======== SUPPLIED MATERIAL

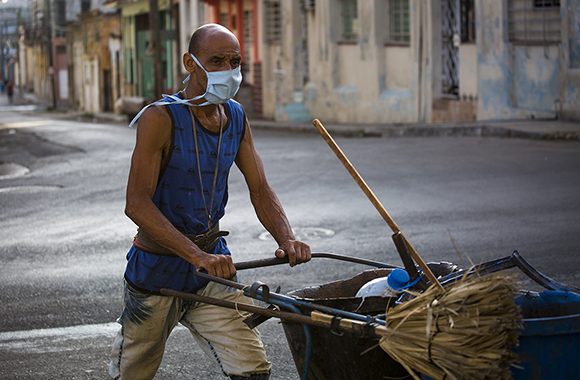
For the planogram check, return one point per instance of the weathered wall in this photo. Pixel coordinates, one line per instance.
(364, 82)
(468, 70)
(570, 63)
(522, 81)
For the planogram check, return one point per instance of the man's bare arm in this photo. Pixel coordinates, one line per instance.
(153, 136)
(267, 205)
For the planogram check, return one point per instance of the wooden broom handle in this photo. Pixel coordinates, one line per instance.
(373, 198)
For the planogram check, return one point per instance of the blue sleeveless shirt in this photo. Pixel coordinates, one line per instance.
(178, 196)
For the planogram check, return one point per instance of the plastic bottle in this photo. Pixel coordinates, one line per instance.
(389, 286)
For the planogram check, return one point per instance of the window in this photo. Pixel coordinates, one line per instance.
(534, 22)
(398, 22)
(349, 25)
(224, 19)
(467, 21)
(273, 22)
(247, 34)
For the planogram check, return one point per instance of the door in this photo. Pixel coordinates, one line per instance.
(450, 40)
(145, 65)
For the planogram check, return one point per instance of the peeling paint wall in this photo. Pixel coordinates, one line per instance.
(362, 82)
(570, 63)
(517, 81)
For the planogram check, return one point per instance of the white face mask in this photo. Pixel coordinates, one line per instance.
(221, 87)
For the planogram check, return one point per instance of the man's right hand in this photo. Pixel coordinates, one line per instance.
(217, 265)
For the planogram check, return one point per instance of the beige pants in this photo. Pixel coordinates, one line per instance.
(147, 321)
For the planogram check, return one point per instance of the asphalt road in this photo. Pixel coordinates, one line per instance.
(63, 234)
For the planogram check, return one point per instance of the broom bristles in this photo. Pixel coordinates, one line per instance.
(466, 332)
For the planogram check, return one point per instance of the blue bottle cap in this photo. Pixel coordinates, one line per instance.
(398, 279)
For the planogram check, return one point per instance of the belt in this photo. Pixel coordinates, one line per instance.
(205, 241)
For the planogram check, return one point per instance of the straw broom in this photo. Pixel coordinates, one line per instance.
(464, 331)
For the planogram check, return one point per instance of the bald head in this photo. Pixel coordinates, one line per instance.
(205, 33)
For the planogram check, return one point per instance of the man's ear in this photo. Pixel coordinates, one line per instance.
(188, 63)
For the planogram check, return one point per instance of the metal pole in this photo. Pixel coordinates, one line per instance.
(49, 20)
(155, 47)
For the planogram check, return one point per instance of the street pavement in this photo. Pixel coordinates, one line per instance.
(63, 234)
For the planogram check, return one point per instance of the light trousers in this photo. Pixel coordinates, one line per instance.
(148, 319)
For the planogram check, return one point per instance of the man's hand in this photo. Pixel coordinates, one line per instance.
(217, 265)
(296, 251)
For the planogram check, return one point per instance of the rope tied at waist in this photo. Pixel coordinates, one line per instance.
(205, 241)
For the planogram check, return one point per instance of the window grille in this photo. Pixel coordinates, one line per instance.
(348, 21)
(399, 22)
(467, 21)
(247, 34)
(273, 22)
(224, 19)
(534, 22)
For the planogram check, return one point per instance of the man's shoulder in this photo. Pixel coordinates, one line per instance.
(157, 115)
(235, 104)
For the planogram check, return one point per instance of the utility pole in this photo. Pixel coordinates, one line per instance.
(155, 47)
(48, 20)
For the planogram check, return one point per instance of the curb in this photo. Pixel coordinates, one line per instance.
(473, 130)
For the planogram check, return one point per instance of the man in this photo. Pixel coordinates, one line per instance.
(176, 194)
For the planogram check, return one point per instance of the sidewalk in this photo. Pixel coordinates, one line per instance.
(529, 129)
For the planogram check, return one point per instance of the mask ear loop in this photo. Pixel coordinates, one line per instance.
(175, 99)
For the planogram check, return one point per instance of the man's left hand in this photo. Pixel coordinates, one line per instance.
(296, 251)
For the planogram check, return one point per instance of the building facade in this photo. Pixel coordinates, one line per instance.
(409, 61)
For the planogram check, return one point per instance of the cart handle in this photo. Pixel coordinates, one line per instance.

================

▶ [EXERCISE GOAL]
In your copy of the material, match every word exactly and include no pictures.

▶ [WRITTEN SOLUTION]
For the planogram check, return one point per instance of the weathered wall in this photo. Pixel coordinates, one line per instance.
(364, 82)
(468, 70)
(570, 63)
(522, 81)
For the planogram check, return one point per instance of the man's bare arm in this photo. Pixel coordinates, one line per instance.
(153, 136)
(267, 205)
For the planogram check, return one point per instance of the wooden broom handle in this photo. Pixel coordinates, one line per instance.
(373, 198)
For the planogram check, return one point per instance of the blue sleeveless shirt in this photo. Pixel coordinates, one line per instance.
(178, 196)
For the planogram check, return one point per instance of the plastic bottle in this photo. Pixel coordinates, one line per instance.
(389, 286)
For the planogram check, return one point per instance of the window in this photo. Pixel coordinates, one line per instance.
(534, 22)
(398, 22)
(349, 25)
(224, 19)
(467, 21)
(273, 22)
(247, 34)
For the planogram check, return one point per instance of the door in this photo. Pixel coordinates, one line per instance.
(450, 40)
(145, 65)
For the planogram check, return one point per instance of the peeling paint wall in this photo. Pixel coordinates, one line per instance.
(362, 82)
(570, 63)
(517, 81)
For the planogram check, return one point per instance of the white face mask in this photo. Pixel coordinates, one line per instance.
(221, 87)
For the planogram check, return one point per instance of the man's right hand in this photo. Pixel coordinates, one line per instance.
(217, 265)
For the planogram check, return one point per instance of the beige pants in this photo. Pixel coordinates, one line per instance.
(147, 321)
For the planogram check, return one point per instance of the asphalt road in this photo. Pixel coordinates, one line per instance.
(63, 234)
For the planogram check, return one point per instance of the broom bristles in this photo. Pixel coordinates, one line per instance.
(466, 332)
For the planogram check, return one point per instance of the blue bottle cap in this photo. Pixel coordinates, one line per instance.
(398, 279)
For the planogram check, return one point per instance of the belt in this photo. Pixel coordinates, one line per instance.
(205, 241)
For the planogram check, return one point per instance of the straw broom in this photo. Pixel coordinates, one line per instance.
(464, 331)
For the planogram check, return one point per instance of the bald head in this photo. Pixel coordinates, one line per instance.
(205, 33)
For the planogram check, return one point per instance of the man's ear in this photo. Pixel coordinates, one line per instance.
(188, 63)
For the planogram check, return one point per instance of the metal pole in this photo. Pixel coordinates, one line per instance.
(49, 20)
(155, 47)
For the planogram check, return one point per instance of the street pavement in this photo. Pixel coordinates, one line per instance.
(63, 234)
For the planogram check, return one point per instance of the light trousers in this photo. Pixel coordinates, one line per instance.
(148, 319)
For the planogram check, return one point per instance of the man's hand in this photo. Pixel coordinates, one line per instance.
(217, 265)
(296, 251)
For the planogram check, return one point per instance of the rope tied at waist in this photo. Pixel coordinates, one line per instance.
(205, 241)
For the planogram check, return one point per instance of the window grille in this photo. Pixel coordinates, one line per instance.
(348, 21)
(399, 22)
(467, 21)
(247, 34)
(273, 22)
(224, 19)
(534, 22)
For the planogram check, return one point per instance of the man's shoulder in this photo. Pixel coordinates, one line per instance.
(157, 115)
(235, 104)
For the planogram check, return one point per instance of the utility pole in this photo. Pixel coordinates, one line per instance.
(155, 47)
(48, 20)
For the planogram check, return one point per instance of the curb in this photo. Pixel coordinates, one line per instance.
(473, 130)
For the planogram check, return one point per instance of the man in this photo. Pixel coordinates, one line per instance.
(176, 194)
For the planogram check, return one point per instance of the sidewalk in this photo. Pixel coordinates, one line per instance.
(529, 129)
For the planogram check, return one point per instance of the mask ear loop in this photo. Pixel coordinates, one line per instance.
(175, 99)
For the planogram check, return one point per instance of the man's left hand in this photo. Pixel coordinates, one line per instance.
(296, 251)
For the planogram check, return one point per instance of the building facade in this photo. Pixel coordinates, one line per instance.
(409, 61)
For the planogram check, return one point per instance of the cart handle in this photo. Pixel coordinates, one line per instance.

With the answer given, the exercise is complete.